- Prompt: Copy the records below word for word, everything from the line containing "I bet you can't find the green tree" down to the line containing "[320,276,329,291]", with both of those lines included.

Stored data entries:
+++
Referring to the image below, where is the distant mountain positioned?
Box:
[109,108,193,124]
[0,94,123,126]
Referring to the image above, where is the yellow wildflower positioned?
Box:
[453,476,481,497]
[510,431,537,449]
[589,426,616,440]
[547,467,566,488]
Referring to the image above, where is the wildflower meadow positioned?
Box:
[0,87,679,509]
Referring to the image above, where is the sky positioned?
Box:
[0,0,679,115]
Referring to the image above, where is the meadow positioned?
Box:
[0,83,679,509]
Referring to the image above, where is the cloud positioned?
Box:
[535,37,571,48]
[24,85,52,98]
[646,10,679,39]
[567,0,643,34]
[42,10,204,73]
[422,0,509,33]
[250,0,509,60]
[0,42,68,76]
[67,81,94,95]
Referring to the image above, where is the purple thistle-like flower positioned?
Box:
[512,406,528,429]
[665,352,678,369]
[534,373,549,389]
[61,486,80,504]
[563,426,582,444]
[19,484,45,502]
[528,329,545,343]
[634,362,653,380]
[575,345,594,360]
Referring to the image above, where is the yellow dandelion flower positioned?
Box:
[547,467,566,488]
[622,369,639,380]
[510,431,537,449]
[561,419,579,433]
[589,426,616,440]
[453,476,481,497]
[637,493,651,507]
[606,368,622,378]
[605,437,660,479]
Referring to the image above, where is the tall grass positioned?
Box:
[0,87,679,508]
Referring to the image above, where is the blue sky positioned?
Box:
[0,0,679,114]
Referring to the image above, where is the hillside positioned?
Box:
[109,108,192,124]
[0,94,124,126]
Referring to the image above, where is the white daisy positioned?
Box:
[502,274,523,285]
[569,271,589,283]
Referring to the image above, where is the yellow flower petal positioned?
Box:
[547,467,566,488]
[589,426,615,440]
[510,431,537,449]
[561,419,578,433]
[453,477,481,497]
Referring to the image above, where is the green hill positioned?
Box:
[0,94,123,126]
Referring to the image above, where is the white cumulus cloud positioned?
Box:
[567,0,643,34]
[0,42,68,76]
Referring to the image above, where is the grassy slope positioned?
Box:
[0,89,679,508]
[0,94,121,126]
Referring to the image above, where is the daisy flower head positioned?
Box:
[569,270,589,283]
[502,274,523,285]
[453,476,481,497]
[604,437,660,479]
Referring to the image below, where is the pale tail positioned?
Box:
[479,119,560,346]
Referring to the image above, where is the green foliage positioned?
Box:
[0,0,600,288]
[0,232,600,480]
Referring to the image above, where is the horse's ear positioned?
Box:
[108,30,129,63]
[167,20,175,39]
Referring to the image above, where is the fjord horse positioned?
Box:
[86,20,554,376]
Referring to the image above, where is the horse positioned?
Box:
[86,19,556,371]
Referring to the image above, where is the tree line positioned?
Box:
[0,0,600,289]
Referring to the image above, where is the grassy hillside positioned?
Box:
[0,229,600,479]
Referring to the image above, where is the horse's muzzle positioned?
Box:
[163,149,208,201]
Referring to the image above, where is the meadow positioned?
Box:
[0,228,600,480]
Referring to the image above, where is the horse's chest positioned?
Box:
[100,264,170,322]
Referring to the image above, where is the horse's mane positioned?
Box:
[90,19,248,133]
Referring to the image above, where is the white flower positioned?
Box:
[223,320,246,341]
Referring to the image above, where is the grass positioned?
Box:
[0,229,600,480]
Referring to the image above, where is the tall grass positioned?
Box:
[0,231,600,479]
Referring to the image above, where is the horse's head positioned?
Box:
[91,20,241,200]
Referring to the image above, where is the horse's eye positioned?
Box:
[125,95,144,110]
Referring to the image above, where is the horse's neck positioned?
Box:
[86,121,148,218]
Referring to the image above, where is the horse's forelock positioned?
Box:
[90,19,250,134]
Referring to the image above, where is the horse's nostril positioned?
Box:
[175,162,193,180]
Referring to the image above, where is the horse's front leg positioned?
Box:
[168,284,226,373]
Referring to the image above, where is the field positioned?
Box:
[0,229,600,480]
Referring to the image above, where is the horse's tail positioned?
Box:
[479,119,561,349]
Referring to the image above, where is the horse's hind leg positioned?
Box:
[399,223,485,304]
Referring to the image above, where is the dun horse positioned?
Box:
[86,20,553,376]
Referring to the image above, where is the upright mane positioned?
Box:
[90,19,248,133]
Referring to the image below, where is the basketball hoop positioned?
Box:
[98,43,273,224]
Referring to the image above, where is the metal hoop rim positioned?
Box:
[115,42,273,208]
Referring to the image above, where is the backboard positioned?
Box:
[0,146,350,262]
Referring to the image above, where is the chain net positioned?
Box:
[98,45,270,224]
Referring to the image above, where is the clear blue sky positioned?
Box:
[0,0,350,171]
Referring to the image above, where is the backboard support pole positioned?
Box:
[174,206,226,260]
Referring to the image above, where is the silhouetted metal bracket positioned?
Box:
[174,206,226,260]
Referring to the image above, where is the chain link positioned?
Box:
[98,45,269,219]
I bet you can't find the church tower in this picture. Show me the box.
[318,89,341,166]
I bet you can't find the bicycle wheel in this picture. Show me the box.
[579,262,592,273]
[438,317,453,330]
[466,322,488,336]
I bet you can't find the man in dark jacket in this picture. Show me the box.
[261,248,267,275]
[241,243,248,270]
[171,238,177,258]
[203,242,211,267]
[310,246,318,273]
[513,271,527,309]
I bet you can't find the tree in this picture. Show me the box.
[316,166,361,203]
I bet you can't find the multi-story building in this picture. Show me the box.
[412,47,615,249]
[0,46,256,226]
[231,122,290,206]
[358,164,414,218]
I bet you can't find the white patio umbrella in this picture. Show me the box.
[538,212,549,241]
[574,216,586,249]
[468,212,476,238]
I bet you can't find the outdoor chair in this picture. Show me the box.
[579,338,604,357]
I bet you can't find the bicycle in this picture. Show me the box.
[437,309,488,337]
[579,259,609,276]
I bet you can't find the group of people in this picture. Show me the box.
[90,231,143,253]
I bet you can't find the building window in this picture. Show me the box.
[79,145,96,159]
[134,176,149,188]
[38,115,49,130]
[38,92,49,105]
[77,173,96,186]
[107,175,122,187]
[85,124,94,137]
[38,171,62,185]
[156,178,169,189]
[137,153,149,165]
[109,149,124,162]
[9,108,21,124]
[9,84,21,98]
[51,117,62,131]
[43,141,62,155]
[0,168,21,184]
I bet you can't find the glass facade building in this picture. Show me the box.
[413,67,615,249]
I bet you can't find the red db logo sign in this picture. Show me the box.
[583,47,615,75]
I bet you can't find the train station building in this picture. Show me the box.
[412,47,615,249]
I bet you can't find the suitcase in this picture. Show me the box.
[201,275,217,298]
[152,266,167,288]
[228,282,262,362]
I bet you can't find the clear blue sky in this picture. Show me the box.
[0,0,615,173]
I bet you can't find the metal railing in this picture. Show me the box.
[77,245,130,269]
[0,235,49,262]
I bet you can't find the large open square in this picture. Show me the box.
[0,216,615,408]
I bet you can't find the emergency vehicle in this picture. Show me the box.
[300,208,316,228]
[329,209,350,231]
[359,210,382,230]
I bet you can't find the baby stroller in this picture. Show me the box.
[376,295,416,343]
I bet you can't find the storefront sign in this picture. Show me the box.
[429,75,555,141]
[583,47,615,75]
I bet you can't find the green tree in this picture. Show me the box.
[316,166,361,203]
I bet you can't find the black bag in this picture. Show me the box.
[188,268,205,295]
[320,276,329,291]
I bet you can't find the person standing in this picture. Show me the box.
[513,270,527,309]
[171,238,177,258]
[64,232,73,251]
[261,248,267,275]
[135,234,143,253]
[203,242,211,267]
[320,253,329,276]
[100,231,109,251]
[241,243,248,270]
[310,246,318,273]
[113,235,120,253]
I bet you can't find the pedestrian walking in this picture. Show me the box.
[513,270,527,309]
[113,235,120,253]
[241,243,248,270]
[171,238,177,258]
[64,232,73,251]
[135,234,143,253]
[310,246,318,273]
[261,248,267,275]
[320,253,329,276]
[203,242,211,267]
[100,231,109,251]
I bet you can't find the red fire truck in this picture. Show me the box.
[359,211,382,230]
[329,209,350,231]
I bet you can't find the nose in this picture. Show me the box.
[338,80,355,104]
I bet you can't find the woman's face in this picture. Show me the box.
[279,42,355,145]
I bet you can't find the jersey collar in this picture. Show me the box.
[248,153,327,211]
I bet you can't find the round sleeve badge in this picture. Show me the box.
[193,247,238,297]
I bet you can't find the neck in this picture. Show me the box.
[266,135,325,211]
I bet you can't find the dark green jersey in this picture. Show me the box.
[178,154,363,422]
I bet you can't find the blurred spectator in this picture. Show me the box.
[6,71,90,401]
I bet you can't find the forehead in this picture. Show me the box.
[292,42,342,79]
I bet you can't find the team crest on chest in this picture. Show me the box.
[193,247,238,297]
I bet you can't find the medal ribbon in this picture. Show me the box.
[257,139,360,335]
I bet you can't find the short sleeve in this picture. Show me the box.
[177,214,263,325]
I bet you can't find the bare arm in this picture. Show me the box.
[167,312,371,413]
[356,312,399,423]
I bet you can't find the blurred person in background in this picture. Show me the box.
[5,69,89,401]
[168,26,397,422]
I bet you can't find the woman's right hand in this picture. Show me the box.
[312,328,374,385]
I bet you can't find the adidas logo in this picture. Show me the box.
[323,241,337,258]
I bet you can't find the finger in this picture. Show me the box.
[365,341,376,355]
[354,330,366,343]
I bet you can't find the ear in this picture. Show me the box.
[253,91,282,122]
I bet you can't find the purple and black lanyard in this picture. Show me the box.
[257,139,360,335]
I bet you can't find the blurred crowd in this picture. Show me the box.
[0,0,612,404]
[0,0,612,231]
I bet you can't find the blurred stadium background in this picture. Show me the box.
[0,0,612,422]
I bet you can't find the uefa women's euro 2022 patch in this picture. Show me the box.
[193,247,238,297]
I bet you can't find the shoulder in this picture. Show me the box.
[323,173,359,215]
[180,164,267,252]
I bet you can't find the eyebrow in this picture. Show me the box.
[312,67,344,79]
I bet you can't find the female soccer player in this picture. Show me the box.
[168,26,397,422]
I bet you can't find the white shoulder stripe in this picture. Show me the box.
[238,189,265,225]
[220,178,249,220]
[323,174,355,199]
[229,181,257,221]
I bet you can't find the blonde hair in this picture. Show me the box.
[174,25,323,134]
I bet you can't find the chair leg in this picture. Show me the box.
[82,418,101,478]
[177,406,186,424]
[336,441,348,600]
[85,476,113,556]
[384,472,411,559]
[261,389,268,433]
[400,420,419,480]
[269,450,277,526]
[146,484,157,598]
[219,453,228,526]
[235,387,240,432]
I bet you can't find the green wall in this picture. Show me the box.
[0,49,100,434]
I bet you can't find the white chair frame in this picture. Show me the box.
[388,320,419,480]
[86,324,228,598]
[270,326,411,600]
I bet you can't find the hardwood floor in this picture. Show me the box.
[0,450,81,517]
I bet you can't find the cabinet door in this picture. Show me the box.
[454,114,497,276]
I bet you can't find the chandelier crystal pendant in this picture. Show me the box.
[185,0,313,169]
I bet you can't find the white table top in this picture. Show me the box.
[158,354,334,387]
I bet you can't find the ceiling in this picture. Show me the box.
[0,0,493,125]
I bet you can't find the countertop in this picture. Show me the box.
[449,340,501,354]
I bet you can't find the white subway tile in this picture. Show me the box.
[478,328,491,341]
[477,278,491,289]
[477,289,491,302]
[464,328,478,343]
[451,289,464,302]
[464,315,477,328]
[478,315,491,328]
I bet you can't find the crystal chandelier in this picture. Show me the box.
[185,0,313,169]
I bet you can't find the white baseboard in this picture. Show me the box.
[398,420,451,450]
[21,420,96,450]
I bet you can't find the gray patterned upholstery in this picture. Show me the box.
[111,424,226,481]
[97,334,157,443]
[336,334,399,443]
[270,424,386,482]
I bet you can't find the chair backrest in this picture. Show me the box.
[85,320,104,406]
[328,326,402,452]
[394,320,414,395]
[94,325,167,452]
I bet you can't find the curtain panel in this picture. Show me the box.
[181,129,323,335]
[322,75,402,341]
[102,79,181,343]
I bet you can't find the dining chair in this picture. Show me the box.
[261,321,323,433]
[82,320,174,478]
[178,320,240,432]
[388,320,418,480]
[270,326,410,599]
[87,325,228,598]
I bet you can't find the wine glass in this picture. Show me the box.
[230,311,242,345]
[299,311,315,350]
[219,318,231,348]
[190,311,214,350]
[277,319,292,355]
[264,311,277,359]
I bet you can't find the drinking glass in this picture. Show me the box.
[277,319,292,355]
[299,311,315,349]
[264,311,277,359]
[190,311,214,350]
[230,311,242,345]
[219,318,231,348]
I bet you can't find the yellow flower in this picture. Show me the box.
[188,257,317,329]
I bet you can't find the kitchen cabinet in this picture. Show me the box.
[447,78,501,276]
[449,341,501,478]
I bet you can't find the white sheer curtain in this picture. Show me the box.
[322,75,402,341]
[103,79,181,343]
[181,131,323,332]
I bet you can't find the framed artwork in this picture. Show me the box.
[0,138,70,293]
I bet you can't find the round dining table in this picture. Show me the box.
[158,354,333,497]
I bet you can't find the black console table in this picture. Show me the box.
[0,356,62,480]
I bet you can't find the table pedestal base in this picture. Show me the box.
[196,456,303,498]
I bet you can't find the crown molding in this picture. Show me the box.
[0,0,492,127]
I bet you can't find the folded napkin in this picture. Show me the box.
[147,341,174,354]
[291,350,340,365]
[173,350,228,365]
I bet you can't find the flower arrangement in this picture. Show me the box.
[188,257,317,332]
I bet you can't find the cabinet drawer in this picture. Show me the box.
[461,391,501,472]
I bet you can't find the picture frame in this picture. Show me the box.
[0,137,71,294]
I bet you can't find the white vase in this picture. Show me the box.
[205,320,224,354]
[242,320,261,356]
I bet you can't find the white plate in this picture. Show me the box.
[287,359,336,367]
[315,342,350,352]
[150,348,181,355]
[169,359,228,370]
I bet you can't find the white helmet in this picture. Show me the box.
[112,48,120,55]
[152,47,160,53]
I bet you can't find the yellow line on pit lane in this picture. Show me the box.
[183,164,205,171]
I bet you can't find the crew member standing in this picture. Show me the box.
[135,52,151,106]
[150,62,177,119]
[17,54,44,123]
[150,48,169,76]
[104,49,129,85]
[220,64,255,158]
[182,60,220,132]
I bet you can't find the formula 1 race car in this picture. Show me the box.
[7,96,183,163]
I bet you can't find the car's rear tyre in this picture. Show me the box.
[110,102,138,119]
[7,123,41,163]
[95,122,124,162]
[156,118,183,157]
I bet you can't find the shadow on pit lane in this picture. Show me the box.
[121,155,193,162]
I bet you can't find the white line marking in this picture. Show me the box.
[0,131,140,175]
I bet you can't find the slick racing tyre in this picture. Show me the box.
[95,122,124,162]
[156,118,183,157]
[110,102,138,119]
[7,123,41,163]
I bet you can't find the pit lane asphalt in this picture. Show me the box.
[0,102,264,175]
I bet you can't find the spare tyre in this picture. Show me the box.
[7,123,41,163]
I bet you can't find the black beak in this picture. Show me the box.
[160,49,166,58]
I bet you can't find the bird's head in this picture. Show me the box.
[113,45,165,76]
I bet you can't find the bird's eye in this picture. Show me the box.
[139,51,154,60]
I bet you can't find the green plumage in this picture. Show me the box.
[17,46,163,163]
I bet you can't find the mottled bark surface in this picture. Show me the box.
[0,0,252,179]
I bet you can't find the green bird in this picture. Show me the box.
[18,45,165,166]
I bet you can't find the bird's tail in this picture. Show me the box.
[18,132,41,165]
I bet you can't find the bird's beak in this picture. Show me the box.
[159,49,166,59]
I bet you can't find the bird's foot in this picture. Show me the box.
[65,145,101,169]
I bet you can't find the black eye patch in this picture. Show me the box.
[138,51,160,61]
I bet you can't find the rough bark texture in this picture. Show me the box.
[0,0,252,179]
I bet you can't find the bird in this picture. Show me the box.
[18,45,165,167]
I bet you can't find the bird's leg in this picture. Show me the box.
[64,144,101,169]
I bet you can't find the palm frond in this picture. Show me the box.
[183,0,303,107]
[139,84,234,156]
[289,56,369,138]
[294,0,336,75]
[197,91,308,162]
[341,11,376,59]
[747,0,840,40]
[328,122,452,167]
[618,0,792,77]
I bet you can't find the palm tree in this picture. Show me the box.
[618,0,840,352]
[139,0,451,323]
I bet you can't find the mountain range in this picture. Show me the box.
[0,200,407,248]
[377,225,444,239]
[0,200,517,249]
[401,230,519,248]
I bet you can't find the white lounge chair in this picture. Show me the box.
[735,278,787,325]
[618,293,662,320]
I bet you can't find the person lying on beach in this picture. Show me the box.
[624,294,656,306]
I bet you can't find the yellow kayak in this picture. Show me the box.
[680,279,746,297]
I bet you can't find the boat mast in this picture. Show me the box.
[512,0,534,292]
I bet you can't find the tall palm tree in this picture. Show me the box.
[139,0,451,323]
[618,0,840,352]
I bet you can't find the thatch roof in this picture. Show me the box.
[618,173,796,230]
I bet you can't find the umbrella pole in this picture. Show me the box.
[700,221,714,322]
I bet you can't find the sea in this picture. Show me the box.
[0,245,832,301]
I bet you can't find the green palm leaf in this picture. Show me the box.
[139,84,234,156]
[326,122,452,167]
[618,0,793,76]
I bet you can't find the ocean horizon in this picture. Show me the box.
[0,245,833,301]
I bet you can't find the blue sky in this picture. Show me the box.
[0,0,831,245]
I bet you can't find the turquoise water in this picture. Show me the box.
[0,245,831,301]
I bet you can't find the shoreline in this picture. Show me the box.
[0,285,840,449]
+++
- Reply:
I bet you can't find the green tree in this picture. Show me the box.
[316,166,361,203]
I bet you can't find the black bag in this picture. Show me the box.
[188,268,205,295]
[320,276,329,291]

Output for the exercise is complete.